| Exercise |
Please copy each line of the records below that holds the word "query".
········
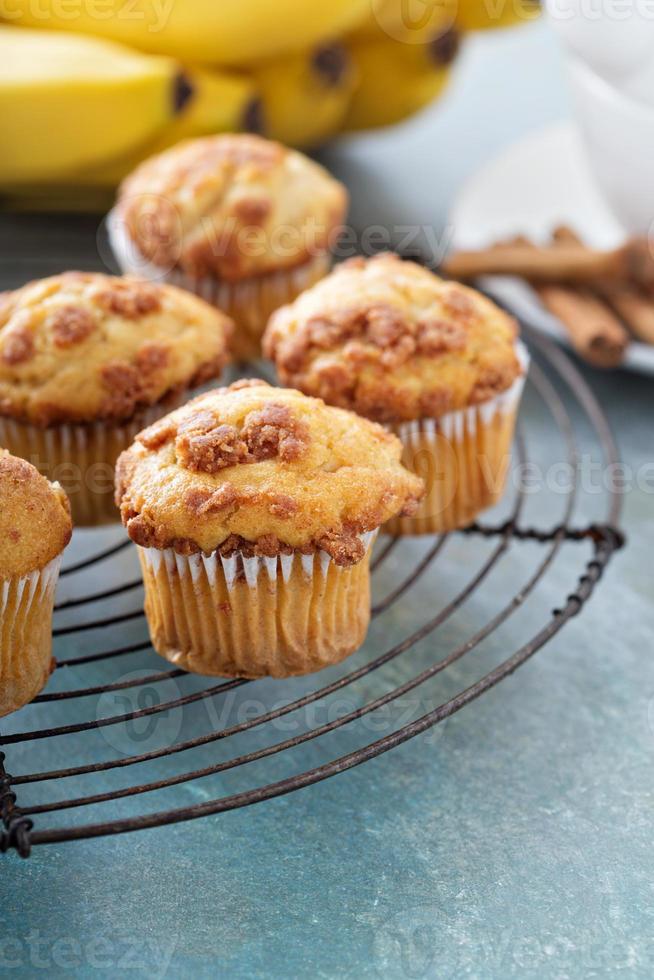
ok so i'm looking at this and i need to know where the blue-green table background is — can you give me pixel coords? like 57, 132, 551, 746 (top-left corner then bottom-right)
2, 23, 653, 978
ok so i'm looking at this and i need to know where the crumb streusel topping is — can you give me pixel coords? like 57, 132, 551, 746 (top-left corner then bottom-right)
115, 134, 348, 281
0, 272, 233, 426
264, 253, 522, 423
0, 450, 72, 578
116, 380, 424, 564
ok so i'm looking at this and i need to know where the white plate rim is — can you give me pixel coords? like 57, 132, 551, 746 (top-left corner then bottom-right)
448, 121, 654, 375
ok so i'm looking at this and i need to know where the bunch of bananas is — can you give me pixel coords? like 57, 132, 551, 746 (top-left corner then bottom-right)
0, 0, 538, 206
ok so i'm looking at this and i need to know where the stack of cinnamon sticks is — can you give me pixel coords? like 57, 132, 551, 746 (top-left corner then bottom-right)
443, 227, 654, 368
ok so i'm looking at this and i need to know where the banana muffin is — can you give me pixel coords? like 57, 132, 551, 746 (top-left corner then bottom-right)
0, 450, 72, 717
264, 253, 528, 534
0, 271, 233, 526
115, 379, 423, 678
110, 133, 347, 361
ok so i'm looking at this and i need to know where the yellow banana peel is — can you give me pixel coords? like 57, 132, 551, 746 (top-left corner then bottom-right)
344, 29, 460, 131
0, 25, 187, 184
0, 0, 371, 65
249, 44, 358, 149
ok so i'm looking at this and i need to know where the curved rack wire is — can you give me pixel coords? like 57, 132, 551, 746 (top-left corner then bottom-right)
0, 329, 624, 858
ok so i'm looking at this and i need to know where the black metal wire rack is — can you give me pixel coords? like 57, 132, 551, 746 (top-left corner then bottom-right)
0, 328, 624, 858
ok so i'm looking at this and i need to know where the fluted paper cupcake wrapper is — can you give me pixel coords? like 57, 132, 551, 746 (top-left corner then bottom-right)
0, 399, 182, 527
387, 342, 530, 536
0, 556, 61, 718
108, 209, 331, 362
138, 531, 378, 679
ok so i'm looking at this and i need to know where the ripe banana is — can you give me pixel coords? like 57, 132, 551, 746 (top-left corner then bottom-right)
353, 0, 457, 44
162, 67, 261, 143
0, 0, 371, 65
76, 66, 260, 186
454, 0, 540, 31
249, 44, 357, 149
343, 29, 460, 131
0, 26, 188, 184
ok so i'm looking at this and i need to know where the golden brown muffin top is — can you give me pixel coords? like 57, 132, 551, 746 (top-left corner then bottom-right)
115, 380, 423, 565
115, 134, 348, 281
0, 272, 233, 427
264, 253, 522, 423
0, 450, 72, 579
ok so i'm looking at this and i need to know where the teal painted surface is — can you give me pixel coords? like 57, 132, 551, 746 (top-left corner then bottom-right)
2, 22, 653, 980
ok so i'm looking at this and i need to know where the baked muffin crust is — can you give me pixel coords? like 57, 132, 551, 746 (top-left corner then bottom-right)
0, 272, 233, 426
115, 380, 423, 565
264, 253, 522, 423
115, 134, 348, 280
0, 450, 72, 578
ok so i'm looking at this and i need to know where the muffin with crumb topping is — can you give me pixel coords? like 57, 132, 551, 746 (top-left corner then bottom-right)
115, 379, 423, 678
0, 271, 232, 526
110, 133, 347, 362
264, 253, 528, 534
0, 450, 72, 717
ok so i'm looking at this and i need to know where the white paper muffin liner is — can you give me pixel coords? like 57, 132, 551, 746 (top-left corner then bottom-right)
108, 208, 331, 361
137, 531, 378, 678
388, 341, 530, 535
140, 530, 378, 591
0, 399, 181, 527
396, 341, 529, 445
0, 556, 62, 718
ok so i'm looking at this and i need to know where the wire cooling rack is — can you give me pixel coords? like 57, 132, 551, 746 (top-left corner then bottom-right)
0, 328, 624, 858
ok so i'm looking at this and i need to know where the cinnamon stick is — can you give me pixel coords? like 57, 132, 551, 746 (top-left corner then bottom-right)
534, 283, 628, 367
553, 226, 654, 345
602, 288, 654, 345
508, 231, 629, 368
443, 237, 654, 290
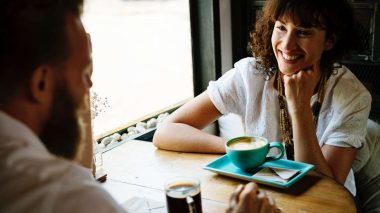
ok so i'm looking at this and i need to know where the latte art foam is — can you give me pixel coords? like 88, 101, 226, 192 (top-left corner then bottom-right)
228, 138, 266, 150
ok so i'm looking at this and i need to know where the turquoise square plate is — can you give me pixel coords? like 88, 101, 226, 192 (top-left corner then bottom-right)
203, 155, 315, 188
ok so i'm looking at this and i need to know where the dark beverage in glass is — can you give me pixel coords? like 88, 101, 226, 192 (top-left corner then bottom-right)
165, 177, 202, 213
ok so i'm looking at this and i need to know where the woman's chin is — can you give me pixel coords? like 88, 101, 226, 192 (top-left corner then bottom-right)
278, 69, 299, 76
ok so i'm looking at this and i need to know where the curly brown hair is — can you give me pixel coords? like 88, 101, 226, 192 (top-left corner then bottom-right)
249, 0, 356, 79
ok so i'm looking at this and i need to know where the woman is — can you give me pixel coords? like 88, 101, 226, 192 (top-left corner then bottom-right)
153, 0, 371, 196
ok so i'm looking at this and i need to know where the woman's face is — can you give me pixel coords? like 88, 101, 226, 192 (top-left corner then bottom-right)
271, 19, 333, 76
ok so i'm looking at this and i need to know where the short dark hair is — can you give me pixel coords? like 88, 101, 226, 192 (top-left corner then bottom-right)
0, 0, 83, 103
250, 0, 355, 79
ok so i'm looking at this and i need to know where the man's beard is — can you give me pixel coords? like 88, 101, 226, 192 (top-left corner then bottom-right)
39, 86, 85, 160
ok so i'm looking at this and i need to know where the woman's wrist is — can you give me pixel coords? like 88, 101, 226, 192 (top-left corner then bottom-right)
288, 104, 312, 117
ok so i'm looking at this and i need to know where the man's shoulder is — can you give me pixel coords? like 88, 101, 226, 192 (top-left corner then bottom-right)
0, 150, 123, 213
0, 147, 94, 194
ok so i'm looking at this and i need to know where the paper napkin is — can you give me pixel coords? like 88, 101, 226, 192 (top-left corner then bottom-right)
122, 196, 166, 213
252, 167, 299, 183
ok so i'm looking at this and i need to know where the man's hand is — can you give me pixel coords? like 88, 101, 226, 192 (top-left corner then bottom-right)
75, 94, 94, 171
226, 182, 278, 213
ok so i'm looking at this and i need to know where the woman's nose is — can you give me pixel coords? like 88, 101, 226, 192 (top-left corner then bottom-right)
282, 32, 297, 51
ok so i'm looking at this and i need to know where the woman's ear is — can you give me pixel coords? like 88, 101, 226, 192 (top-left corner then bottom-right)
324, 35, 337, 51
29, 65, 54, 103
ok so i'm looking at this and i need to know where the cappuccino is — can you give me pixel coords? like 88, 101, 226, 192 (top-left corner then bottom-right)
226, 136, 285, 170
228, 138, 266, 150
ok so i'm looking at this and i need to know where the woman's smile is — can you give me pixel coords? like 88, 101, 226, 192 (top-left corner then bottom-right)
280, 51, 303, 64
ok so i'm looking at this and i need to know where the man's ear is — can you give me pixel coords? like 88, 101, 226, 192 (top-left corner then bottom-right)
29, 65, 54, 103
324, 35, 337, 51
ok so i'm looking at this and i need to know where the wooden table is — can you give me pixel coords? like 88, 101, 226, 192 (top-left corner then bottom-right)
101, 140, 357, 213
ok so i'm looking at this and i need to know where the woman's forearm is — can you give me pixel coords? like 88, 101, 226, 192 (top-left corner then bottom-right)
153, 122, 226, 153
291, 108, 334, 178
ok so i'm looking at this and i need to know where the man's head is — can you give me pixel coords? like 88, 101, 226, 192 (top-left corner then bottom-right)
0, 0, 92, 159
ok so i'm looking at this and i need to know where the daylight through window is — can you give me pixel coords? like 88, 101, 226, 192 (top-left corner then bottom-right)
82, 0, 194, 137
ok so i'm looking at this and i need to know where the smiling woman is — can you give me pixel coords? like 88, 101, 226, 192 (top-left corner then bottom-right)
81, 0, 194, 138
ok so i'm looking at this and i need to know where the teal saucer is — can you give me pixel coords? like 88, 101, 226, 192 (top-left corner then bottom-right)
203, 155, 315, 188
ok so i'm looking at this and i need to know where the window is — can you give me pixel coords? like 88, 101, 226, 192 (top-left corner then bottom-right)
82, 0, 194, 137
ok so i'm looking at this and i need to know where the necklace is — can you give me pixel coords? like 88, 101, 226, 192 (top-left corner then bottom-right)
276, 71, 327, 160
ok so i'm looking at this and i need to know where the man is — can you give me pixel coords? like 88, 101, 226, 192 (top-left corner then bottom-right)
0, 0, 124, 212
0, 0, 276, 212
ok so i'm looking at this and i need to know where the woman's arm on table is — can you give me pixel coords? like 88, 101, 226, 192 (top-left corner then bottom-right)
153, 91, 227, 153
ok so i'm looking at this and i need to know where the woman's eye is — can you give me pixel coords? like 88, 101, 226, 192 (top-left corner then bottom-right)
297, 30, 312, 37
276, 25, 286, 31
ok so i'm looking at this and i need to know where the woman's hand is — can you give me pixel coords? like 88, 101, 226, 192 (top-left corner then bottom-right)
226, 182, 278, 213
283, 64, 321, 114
········
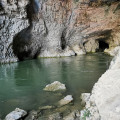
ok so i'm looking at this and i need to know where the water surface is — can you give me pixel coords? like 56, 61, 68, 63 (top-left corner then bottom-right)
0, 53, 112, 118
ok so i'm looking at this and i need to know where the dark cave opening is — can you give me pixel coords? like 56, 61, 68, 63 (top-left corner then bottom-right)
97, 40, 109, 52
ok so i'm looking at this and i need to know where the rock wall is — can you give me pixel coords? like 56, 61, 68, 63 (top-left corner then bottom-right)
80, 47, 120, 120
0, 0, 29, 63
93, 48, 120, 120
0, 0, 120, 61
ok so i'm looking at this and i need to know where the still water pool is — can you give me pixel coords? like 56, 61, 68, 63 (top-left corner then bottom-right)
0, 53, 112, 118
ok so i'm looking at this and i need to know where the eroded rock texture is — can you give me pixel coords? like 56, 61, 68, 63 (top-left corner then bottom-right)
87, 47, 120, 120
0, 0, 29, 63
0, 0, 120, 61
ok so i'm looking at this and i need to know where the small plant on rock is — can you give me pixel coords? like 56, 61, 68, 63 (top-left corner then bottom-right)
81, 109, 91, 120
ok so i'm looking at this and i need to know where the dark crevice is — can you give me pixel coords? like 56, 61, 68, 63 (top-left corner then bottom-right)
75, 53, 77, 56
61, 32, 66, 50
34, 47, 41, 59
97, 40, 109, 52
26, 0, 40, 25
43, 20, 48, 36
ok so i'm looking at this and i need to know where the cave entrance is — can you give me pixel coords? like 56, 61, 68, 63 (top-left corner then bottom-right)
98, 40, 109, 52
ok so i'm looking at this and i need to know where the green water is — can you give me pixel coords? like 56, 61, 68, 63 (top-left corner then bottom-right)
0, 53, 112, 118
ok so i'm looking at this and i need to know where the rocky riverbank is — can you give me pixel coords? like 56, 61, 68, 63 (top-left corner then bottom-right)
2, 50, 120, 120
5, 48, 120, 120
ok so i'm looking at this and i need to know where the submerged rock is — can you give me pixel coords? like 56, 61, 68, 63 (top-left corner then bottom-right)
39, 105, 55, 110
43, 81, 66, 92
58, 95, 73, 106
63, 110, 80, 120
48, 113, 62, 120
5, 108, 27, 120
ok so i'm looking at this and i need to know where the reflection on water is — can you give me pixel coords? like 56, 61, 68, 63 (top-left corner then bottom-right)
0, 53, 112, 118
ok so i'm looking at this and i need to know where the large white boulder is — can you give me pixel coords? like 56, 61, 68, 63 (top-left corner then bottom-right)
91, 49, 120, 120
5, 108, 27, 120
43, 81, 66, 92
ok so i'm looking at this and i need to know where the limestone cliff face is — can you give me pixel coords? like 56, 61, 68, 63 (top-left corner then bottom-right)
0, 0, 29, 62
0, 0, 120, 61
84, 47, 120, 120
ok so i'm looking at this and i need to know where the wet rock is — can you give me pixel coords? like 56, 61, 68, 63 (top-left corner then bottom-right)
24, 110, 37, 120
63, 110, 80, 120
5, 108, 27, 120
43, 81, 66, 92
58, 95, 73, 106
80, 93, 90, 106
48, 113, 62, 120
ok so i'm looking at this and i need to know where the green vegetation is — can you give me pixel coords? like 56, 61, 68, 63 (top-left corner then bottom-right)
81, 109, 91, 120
········
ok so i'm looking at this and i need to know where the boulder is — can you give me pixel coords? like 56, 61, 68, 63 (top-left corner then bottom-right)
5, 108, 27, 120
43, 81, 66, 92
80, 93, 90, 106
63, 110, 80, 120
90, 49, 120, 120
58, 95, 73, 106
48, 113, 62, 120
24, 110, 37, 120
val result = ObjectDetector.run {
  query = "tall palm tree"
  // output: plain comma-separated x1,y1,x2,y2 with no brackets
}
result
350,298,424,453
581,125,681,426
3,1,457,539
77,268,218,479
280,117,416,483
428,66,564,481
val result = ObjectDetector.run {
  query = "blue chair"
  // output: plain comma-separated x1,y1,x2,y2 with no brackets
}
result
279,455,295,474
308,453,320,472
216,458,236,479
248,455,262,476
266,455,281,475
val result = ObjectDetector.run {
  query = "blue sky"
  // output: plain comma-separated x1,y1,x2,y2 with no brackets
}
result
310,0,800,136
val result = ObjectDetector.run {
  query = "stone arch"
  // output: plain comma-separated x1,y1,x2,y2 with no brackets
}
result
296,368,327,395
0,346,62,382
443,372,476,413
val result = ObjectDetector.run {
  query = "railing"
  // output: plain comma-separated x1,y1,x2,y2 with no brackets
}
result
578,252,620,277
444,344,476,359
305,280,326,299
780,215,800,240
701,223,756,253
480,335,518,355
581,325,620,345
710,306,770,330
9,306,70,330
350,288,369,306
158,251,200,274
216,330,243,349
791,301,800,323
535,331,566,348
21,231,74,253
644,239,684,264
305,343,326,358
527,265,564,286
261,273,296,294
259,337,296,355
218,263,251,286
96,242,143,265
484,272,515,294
········
| Answer section |
  query = "tall palm tree"
  query = "blue chair"
  query = "blue sky"
  query = "stone arch"
  query = "railing"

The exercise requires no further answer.